**DATA:**
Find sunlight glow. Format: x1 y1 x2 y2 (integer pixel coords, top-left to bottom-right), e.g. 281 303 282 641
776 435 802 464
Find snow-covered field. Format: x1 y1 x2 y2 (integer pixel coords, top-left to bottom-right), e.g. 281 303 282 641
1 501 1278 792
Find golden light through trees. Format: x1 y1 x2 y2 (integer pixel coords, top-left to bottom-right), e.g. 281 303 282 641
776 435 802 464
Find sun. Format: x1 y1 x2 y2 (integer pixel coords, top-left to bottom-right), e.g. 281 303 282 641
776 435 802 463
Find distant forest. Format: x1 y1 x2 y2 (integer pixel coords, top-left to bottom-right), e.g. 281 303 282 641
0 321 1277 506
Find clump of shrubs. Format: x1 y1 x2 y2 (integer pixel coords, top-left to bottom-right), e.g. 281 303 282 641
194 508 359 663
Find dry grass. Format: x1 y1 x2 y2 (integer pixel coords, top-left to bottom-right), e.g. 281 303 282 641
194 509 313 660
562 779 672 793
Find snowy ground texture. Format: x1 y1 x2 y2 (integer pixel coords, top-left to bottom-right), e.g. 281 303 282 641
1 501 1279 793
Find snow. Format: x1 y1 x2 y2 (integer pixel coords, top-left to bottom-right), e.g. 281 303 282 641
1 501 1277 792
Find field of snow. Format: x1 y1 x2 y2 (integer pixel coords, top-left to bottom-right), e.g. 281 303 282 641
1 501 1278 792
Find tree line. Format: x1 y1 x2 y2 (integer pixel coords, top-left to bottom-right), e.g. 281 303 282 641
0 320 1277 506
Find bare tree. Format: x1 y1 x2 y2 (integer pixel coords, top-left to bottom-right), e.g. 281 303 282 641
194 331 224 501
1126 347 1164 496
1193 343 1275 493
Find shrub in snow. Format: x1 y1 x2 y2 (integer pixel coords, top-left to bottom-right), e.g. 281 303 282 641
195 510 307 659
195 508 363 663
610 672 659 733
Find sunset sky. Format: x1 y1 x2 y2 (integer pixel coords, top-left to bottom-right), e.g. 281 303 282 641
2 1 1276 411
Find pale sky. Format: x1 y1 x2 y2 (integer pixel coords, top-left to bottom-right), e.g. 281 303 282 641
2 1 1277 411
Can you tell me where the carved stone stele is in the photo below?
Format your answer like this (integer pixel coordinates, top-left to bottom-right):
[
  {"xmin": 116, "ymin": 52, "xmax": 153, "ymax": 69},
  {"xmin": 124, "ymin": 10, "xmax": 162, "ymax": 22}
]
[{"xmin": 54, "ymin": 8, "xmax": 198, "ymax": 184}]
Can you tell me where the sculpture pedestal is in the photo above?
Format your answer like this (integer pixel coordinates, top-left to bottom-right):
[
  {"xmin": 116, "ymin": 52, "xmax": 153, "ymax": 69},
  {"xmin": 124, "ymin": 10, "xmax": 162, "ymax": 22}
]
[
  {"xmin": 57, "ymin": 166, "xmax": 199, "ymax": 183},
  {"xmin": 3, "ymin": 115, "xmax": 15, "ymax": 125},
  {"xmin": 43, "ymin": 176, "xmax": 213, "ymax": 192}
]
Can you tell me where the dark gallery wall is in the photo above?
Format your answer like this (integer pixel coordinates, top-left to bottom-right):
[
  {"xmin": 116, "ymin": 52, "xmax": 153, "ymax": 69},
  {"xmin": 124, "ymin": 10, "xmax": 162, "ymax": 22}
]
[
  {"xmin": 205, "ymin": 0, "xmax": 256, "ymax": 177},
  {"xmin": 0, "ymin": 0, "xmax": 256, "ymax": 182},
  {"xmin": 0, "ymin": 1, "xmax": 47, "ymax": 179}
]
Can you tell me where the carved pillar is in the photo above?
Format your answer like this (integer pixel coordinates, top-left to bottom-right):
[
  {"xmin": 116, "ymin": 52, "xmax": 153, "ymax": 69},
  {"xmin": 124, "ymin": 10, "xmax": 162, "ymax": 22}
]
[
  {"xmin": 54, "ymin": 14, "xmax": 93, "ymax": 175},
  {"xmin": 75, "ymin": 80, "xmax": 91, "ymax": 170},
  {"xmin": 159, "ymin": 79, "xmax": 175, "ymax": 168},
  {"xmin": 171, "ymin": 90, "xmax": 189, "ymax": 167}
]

**PROBLEM TO SOLVE:** What is needed is an exact copy of all the data above.

**RESPONSE:**
Find sunlight glow. Format: x1 y1 x2 y2 (integer pixel coords, top-left to bottom-right), e.g. 281 303 282 641
776 435 802 464
Find snow-covered field. Format: x1 y1 x2 y2 (integer pixel coords, top-left to bottom-right), e.g. 281 303 282 641
1 501 1278 792
Find golden light through trees. Format: x1 y1 x2 y2 (integer pixel coords, top-left to bottom-right), e.g. 281 303 282 641
776 435 802 464
Find sun. Format: x1 y1 x2 y2 (integer pixel coords, top-left to bottom-right), e.g. 281 303 282 641
776 435 802 463
Find distant forest. Format: x1 y1 x2 y2 (integer pixel coords, top-left to bottom-right), e.g. 281 303 282 641
0 321 1277 506
Find clump of shrubs. Format: x1 y1 x2 y2 (integer pixel coords, top-left to bottom-right), e.g. 281 303 282 641
194 508 359 663
Find dry grass. Format: x1 y1 x2 y2 (integer pixel coords, top-left to bottom-right), e.g. 281 303 282 641
194 509 313 660
562 779 672 793
Find snowy ground texture. Format: x1 y1 x2 y2 (integer pixel coords, top-left to bottom-right), e.g. 281 303 282 641
1 501 1279 793
Find snow. Format: x1 y1 x2 y2 (integer pixel coords, top-left to bottom-right), e.g. 281 303 282 641
1 501 1277 792
Find field of snow. Format: x1 y1 x2 y2 (integer pixel coords, top-left to bottom-right), e.g. 281 303 282 641
1 501 1278 792
Find tree line. Format: x1 y1 x2 y2 (integer pixel coords, top-left to bottom-right), e.g. 281 303 282 641
0 320 1277 506
Find bare tree. Format: x1 y1 x2 y2 (integer pixel coords, top-left to bottom-right), e.g. 281 303 282 641
194 331 224 501
1126 347 1164 496
1193 343 1275 493
Find shrub in snow. Format: x1 y1 x2 y2 (integer pixel coords, top-left to bottom-right), e.g. 281 303 282 641
195 510 307 659
195 508 363 663
610 672 659 733
Find sunset sky. Format: x1 y1 x2 y2 (integer pixel coords, top-left to bottom-right), e.g. 281 303 282 641
2 1 1276 411
Find pale sky. Format: x1 y1 x2 y2 (integer pixel coords, top-left to bottom-right), e.g. 281 303 282 641
2 1 1277 411
Can you tell me where the carved stone stele is in the photo below?
Format your answer like this (integer pixel coordinates, top-left to bottom-right):
[
  {"xmin": 116, "ymin": 52, "xmax": 153, "ymax": 69},
  {"xmin": 124, "ymin": 10, "xmax": 162, "ymax": 22}
]
[{"xmin": 54, "ymin": 8, "xmax": 198, "ymax": 184}]
Can you tell me where the sculpture pedestal is in the photo above?
Format your answer like this (integer pixel coordinates, top-left to bottom-right):
[
  {"xmin": 116, "ymin": 52, "xmax": 153, "ymax": 69},
  {"xmin": 124, "ymin": 10, "xmax": 162, "ymax": 22}
]
[
  {"xmin": 57, "ymin": 166, "xmax": 199, "ymax": 183},
  {"xmin": 3, "ymin": 115, "xmax": 15, "ymax": 125},
  {"xmin": 43, "ymin": 176, "xmax": 213, "ymax": 192}
]
Can you tell me where the dark gallery wall is in the photo above?
Format your answer like this (integer pixel coordinates, top-left to bottom-right):
[
  {"xmin": 116, "ymin": 52, "xmax": 153, "ymax": 69},
  {"xmin": 124, "ymin": 10, "xmax": 162, "ymax": 22}
]
[
  {"xmin": 205, "ymin": 0, "xmax": 256, "ymax": 177},
  {"xmin": 0, "ymin": 0, "xmax": 256, "ymax": 182},
  {"xmin": 0, "ymin": 1, "xmax": 47, "ymax": 179}
]
Can you tell me where the carved pillar is in the photo above?
Format your answer like this (integer pixel coordinates, top-left to bottom-right):
[
  {"xmin": 116, "ymin": 52, "xmax": 153, "ymax": 69},
  {"xmin": 124, "ymin": 10, "xmax": 162, "ymax": 22}
]
[
  {"xmin": 54, "ymin": 14, "xmax": 93, "ymax": 175},
  {"xmin": 75, "ymin": 80, "xmax": 91, "ymax": 170},
  {"xmin": 159, "ymin": 79, "xmax": 175, "ymax": 168},
  {"xmin": 171, "ymin": 90, "xmax": 189, "ymax": 167}
]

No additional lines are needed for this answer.